▶ [Short exercise]:
Provide an exact reproduction of every entry.

▶ [Records to process]:
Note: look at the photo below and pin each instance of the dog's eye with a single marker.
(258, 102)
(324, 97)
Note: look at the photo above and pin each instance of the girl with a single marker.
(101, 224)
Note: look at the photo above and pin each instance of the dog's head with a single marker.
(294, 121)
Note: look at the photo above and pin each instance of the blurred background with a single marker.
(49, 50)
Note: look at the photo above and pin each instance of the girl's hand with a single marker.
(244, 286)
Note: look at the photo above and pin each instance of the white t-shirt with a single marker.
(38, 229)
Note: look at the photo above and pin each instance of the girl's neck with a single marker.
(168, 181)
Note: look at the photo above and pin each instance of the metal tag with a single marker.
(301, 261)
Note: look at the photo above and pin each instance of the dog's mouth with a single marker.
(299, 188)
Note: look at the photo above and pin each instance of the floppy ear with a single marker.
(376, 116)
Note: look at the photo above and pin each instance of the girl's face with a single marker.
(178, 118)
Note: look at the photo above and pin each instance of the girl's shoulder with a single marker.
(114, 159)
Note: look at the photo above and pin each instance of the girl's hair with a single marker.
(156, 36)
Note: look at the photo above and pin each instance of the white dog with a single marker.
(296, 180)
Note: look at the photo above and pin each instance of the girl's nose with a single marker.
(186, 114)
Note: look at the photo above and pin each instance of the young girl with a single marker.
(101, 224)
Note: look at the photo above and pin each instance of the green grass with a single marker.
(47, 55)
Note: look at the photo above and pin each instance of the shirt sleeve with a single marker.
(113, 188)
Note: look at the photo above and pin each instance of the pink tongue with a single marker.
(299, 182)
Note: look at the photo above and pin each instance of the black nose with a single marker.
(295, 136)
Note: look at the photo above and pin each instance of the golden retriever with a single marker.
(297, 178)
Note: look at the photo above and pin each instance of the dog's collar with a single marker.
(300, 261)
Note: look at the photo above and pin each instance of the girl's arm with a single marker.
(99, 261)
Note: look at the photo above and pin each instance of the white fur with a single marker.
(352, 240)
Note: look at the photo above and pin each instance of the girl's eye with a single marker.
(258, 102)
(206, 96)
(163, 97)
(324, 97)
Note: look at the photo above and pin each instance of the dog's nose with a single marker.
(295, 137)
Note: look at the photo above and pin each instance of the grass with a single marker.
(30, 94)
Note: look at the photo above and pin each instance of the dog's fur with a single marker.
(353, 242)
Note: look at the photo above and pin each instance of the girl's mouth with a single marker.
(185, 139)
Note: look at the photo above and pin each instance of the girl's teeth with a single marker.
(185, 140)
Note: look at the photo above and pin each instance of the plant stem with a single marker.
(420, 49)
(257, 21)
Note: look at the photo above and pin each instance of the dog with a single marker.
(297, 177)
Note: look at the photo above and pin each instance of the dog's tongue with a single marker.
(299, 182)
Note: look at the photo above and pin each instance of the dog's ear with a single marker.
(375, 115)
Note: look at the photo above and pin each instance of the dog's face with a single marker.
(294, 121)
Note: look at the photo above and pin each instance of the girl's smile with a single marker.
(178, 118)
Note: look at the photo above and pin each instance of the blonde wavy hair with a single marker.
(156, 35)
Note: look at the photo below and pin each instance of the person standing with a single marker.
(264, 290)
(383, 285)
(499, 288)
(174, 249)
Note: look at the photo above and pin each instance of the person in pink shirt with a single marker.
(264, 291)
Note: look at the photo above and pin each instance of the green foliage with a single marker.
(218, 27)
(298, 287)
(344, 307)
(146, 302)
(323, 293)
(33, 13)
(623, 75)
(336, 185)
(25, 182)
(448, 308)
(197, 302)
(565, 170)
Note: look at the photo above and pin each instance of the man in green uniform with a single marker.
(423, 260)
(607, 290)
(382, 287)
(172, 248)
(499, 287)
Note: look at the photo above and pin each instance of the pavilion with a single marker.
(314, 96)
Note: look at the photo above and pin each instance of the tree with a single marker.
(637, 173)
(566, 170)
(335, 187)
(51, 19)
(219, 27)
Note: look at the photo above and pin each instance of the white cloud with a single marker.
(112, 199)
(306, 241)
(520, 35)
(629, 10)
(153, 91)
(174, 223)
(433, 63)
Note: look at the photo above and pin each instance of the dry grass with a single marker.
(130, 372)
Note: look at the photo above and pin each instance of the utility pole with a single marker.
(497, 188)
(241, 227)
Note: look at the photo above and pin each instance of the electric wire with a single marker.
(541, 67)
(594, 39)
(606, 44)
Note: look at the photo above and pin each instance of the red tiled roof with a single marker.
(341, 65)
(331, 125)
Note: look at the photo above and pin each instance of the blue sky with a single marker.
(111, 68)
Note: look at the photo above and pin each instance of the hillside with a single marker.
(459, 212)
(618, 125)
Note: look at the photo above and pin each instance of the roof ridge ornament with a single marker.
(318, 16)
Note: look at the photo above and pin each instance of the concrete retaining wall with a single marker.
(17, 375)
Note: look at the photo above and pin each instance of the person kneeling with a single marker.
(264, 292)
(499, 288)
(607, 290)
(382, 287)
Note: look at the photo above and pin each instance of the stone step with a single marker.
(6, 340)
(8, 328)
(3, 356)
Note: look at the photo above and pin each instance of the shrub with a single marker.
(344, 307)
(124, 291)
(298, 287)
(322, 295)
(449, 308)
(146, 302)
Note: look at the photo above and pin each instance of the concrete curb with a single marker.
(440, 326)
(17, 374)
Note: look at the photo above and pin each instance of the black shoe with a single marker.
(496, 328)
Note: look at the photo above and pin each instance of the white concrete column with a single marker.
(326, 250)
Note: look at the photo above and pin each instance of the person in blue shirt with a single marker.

▶ [Final result]:
Note: look at the photo below and pin each instance of the dog's eye with a single marker.
(258, 102)
(324, 97)
Note: look at the photo above and pin each instance of the girl with a single marker.
(101, 224)
Note: look at the photo above and pin each instance of the dog's head with a single marker.
(294, 121)
Note: look at the photo above and pin each instance of the blurred background with a single marker.
(49, 50)
Note: look at the photo above and pin each instance of the girl's hand with a single marker.
(244, 286)
Note: look at the photo above and pin each instance of the white t-shirt with a single marker.
(38, 229)
Note: look at the photo above and pin each instance of the girl's neck with a single marker.
(168, 181)
Note: look at the photo above and pin each instance of the metal tag with a single marker.
(301, 261)
Note: look at the photo above and pin each instance of the dog's mouth with a single marker.
(299, 188)
Note: look at the photo above and pin each instance of the floppy ear with a single marker.
(376, 116)
Note: look at the photo above and pin each instance of the girl's face with a single marker.
(178, 118)
Note: look at the photo above and pin each instance of the girl's shoulder with a single marker.
(114, 159)
Note: look at the photo above and pin each instance of the girl's hair with a single marker.
(156, 36)
Note: look at the photo above and pin each instance of the white dog with a single marker.
(296, 180)
Note: look at the photo above and pin each instance of the girl's nose with a single marker.
(186, 114)
Note: look at the photo above and pin each instance of the young girl with a single marker.
(101, 224)
Note: look at the photo above and pin each instance of the green grass with a single marker.
(47, 55)
Note: look at the photo above and pin each instance of the shirt sleeve with a single marker.
(113, 188)
Note: look at the photo above and pin each instance of the pink tongue with a single marker.
(299, 182)
Note: look at the photo above and pin each instance of the black nose with a single marker.
(295, 136)
Note: look at the photo above and pin each instance of the golden retriever with a single marker.
(297, 178)
Note: look at the photo above and pin each instance of the dog's collar with a single marker.
(300, 261)
Note: look at the photo above and pin each instance of the girl's arm with a single marker.
(99, 261)
Note: look at the photo above and pin each instance of the white fur with a single marker.
(352, 240)
Note: look at the photo above and pin each instance of the girl's eye with a single marker.
(258, 102)
(206, 96)
(163, 97)
(324, 97)
Note: look at the photo above and pin each instance of the dog's nose with a single marker.
(295, 137)
Note: look at the photo above and pin each instance of the grass with a single marker.
(30, 94)
Note: look at the photo above and pin each instance of the dog's fur with a single marker.
(353, 242)
Note: look at the photo above and pin each instance of the girl's mouth with a single marker.
(185, 139)
Note: look at the photo above and pin each instance of the girl's teeth with a single marker.
(185, 140)
Note: look at the photo above and pin each instance of the plant stem with a single marker.
(420, 49)
(257, 21)
Note: look at the photo above and pin each instance of the dog with a single marker.
(297, 177)
Note: look at the photo above and pin each instance of the dog's tongue with a single marker.
(299, 182)
Note: look at the photo above and pin each instance of the dog's ear with a single marker.
(375, 115)
Note: look at the photo above and pin each instance of the dog's face with a single marker.
(294, 121)
Note: look at the photo above and pin each instance of the girl's smile with a single marker.
(178, 118)
Note: look at the photo above and pin each instance of the blonde wavy hair with a single marker.
(156, 35)
Note: look at the photo below and pin each instance of the person standing with a single marker.
(264, 290)
(383, 285)
(499, 288)
(174, 249)
Note: look at the photo above and pin each instance of the person in pink shirt with a single marker.
(264, 291)
Note: look at the photo above and pin each instance of the green foliage with a single marker.
(218, 27)
(298, 287)
(344, 307)
(146, 302)
(323, 293)
(33, 13)
(623, 75)
(336, 185)
(25, 182)
(448, 308)
(197, 302)
(565, 170)
Note: look at the photo above and pin each instance of the man in green uniform with a single marker.
(423, 260)
(607, 290)
(382, 287)
(172, 248)
(499, 287)
Note: look at the photo above and pin each instance of the pavilion with a single marker.
(314, 96)
Note: look at the photo above and pin each instance of the tree with a single marker.
(637, 173)
(566, 170)
(335, 187)
(51, 19)
(219, 27)
Note: look at the photo above and pin each instance of the white cloud with a single marker.
(112, 199)
(306, 241)
(520, 35)
(629, 10)
(153, 91)
(174, 223)
(433, 63)
Note: look at the photo above and pin each instance of the dry grass with a single marker.
(130, 372)
Note: look at the photo above and pin each instance of the utility pole with a single marker.
(497, 188)
(241, 227)
Note: look at the photo above and pin each instance of the electric wire with a single marker.
(541, 67)
(594, 39)
(606, 44)
Note: look at the photo above and pin each instance of the red tiled roof with a single marker.
(341, 65)
(331, 125)
Note: look at the photo above and pin each instance of the blue sky with a single marker.
(111, 68)
Note: look at the photo above and pin each instance of the hillside with a single marker.
(459, 212)
(618, 125)
Note: look at the photo above and pin each instance of the roof ridge ornament with a single marker.
(318, 16)
Note: look at the photo above and pin each instance of the concrete retaining wall with a single marker.
(17, 375)
Note: look at the photo above and pin each instance of the person kneeling with a single marker.
(264, 292)
(499, 288)
(607, 290)
(382, 287)
Note: look at the photo above and pin each instance of the stone step with a single marker.
(6, 340)
(8, 328)
(3, 356)
Note: look at the photo above and pin each instance of the shrub with a single marker.
(344, 307)
(124, 291)
(298, 287)
(322, 295)
(449, 308)
(146, 302)
Note: look at the photo above and pin each instance of the concrete curb with a single marker.
(440, 326)
(17, 374)
Note: look at the photo above and pin each instance of the black shoe with a single marker.
(496, 328)
Note: look at the photo above and pin each instance of the white concrete column with a single marker.
(326, 250)
Note: look at the photo above and pin each instance of the person in blue shirt with a single marker.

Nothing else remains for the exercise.